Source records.
▬▬▬▬▬▬▬▬▬▬

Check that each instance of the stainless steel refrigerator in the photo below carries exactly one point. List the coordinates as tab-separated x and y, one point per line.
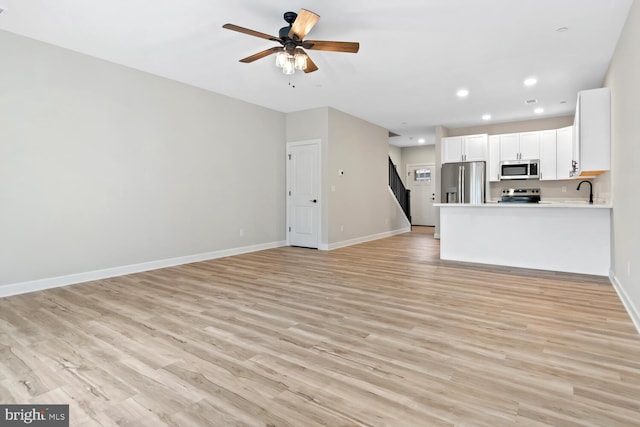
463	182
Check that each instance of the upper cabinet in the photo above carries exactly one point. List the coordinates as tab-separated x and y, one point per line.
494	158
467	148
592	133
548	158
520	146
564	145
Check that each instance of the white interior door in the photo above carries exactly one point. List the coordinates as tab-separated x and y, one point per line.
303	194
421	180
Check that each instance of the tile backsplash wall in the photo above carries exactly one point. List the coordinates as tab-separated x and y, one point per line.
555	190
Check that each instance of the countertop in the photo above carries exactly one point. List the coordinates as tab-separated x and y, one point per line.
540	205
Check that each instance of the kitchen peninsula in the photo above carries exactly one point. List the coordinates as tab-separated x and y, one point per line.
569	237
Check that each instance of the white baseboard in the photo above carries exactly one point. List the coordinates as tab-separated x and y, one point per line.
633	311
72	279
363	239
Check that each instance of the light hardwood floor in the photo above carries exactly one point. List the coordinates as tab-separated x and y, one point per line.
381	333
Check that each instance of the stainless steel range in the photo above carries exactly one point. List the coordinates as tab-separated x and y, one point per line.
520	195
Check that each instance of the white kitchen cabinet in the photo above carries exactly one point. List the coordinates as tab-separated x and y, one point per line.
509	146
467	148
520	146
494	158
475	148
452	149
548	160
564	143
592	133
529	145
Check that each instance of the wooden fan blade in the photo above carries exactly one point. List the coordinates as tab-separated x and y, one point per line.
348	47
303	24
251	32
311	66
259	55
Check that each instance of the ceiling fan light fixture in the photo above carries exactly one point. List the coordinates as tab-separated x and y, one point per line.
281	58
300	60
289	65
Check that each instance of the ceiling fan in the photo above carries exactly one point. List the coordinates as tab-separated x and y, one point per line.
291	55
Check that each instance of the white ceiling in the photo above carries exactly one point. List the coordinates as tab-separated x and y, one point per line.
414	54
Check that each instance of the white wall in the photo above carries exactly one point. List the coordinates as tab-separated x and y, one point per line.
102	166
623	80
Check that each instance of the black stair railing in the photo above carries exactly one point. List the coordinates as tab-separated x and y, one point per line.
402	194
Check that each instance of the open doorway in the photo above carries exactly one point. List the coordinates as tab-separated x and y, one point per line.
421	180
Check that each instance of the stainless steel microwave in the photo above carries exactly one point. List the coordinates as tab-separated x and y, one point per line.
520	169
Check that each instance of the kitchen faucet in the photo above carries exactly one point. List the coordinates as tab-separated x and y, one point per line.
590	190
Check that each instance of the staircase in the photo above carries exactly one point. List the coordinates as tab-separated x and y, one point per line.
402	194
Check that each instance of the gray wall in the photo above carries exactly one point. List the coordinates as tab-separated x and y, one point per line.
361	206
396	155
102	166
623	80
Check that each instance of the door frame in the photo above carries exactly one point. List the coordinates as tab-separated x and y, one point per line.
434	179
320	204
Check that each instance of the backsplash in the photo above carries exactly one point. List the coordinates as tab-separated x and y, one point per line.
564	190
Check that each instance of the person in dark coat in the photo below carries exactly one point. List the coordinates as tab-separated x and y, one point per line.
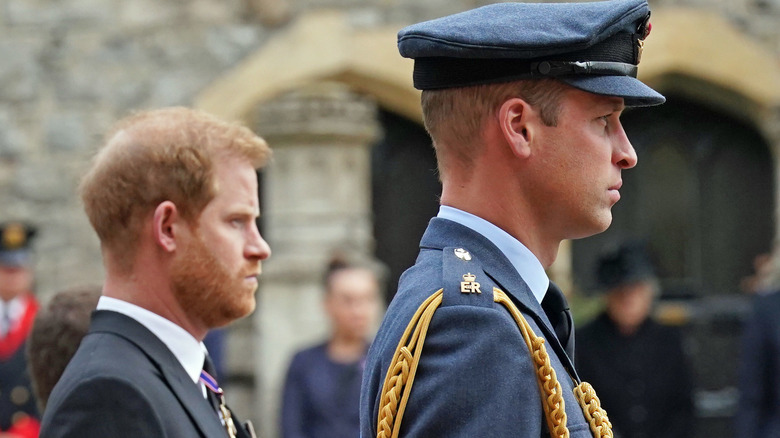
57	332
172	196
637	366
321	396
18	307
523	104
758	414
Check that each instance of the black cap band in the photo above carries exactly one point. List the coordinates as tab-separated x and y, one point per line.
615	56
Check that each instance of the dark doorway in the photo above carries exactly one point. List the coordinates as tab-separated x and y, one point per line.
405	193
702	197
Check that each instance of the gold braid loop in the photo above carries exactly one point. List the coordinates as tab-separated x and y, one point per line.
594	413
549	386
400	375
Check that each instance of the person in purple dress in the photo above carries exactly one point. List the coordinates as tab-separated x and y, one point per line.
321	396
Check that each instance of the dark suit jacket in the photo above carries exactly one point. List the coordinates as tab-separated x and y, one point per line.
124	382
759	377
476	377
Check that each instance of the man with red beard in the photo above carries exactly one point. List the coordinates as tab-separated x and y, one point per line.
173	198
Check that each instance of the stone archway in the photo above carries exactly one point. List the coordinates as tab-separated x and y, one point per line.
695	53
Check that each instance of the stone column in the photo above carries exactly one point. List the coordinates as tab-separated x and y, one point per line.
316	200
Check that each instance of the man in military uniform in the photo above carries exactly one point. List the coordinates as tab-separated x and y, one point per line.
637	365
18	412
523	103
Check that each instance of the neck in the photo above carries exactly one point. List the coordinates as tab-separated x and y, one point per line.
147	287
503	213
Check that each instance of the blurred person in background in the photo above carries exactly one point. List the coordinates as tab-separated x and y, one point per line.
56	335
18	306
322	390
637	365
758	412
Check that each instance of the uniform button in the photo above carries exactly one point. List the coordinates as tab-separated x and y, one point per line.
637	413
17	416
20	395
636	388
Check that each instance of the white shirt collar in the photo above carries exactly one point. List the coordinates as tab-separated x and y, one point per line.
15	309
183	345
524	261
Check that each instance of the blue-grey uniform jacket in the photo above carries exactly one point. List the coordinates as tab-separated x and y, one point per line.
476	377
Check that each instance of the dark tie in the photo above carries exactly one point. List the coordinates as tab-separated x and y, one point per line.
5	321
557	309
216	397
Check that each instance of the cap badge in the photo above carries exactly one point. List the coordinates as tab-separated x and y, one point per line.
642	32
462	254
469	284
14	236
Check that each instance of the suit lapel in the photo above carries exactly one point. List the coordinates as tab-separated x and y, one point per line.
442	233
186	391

▬▬▬▬▬▬▬▬▬▬

Brief.
Output the lines above in full and exactly. Leave out every picture.

Finished exercise.
Check that each instance of the stainless steel refrigerator in the photo below carries exactly one point. List the coordinates as tab-separated x and y, one point per line.
463	182
Check that each instance of the upper cabinet in the photo above carries exactly one point. List the coordinates as tab-separated x and y, one point per line.
494	158
467	148
592	133
548	158
520	146
564	145
Check that each instance of the white interior door in the photo above carries exactly one point. List the coordinates as tab-separated x and y, one point per line.
303	194
421	180
Check that each instance of the tile backsplash wall in the photo above carries exactly one point. List the coordinates as tab-separated x and y, one point per line.
555	190
Check that each instance of the countertop in the photo above carries exactly one point. List the coordinates as tab-separated x and y, one point per line.
540	205
Check that each instance of the kitchen peninsula in the photo above carries exactly one point. List the coordinates as tab-separated x and y, one point per line.
569	237
Check that each instance of the white baseboard in the photo above carries exactly one point. List the coordinates as tab-separated x and y, one point per line.
633	311
72	279
363	239
Check that each instance of the light hardwood floor in the photo above carries exactly one point. List the coordinates as tab-separated x and y, one point per line.
381	333
Check that each instance of the stainless steel range in the photo above carries exactly one point. List the coordinates as tab-separated x and y, one point per line.
520	195
Check that each instance of the white kitchen cabinet in the photo above carries exactly one point. List the coordinates as tab-separated x and y, one point per line.
509	146
467	148
520	146
494	158
475	148
452	149
548	160
564	143
592	133
529	145
Check that each instance of the wooden fan blade in the photo above carries exactly one point. List the coordinates as tab-separated x and y, one point per line.
348	47
303	24
251	32
311	66
259	55
Check that each instance of the ceiling fan light fixture in the photo above carries exactly one point. List the coordinates as tab-separated x and y, one point per line.
281	58
300	60
289	65
Check that each instance of the ceiling fan in the photo above carries exactly one point. List the coordinates as tab-separated x and y, one point per line.
291	55
Check that each instance of the white ceiling in the photo above carries exactly one point. List the coordinates as tab-separated x and y, one point per line.
414	54
Check that each instance of the white wall in the photo above carries exactly one point. List the coordinates as tab-separated x and y, one point per line.
102	166
623	80
Check that each instance of the black stair railing in the photo above carries exactly one point. List the coordinates as tab-separated x and y, one point per line.
402	194
Check that each instance of the open doorway in the photo above carries exactly one point. List the coordinates as tab-separated x and y, one point per line.
421	180
Check that each instance of the stainless steel microwave in the photo above carries exactly one point. List the coordinates as tab-separated x and y, one point per line.
520	169
Check that each instance of the kitchen faucet in the photo above carries exactly one point. List the coordinates as tab-separated x and y, one point per line.
590	190
Check that each instance of the staircase in the photo above carries exactly one point. List the coordinates as tab-separated x and y, one point per line.
402	194
Check that each instance of the gray wall in the photo above carries exactly one point. List the coordinates as tab-separated x and y, one point per line.
361	206
396	155
102	166
623	80
Check that each instance of the door frame in the photo above carries exactly one point. List the coordinates as tab-separated x and y, one point per line.
434	179
320	204
Check that each instance of the backsplash in the photo above carries exactly one point. List the coordinates as tab-separated x and y, one point per line.
564	190
Check that each instance of the person in dark coat in the photo below carries exactly one point. List the coordinates as tab-separated x and y, one point per line.
57	332
172	196
637	366
321	396
18	307
523	104
758	414
Check that each instance of the black cap band in the photo above carries exactly one point. List the coordinates as tab-separated x and y, one point per line.
615	56
Check that each instance of the dark doorway in the photo above carries exactly one point. List the coordinates as tab-separated x and y, one point per line.
405	193
702	197
Check that each instance of the gold braid loop in the photo above carries exactly one point. List the coordinates as tab-separated x and y, one point per line.
594	413
549	386
400	375
Check that each instance of the person in purple dress in the photo above carries exactly one point. List the coordinates as tab-separated x and y, one point per line.
321	396
Check that each instance of the dark suit jacket in the photo above carries exactly one point. List the coordinates as tab-separated x and y, one point per line.
124	382
759	377
476	377
Check that each instance of the man with red beard in the photo above carries exactly one point. List the coordinates as tab-separated x and y, one point per line.
173	198
Check that each instance of the stone archway in the photo above carries exactly one point. List the coordinates as tab-separated x and y, one point per line.
695	53
Check that each instance of the stone column in the photo above carries exactly one point. List the coordinates as tab-separated x and y, one point per line.
316	200
Check that each instance of the man in military uniform in the photo above carries exactly one point. List the coordinates as tab-separated x and y, one point per line.
637	365
18	412
523	103
Check that each instance of the neck in the photo above carries exactly one point. List the coordinates as tab-separated x and y, one point per line.
147	287
503	213
Check that each instance of the blurred person in background in the photo above carries exactly one point. List the coordinates as tab-separated x and y, one point per line.
56	335
18	306
322	390
637	365
758	412
Check that each instance of the uniform button in the photo above carries exactly one point. List the coordinates as tab-separated x and y, one point per line.
637	413
17	416
20	395
636	388
Check that each instance of the white shirt collar in the photo above carries exactly one point. List the coordinates as tab-separated x and y, one point per line.
15	309
183	345
524	261
Check that each instance of the blue-grey uniform jacket in the photo above carries exactly one point. List the coordinates as tab-separated x and y, one point per line.
476	377
Check that each instance of the dark tie in the photo above carries exactly one point. List the coordinates as tab-separated x and y, one point per line.
5	321
557	309
216	397
Check that each instance of the cap badge in the photo above carries exactly one point. List the coordinates as tab-separated x and y, one point per line.
642	32
462	254
469	284
14	236
Check that each instance of the suit lapel in the photo above carries exactly one point. List the coordinates as tab-separated x and y, one point per line.
442	233
186	391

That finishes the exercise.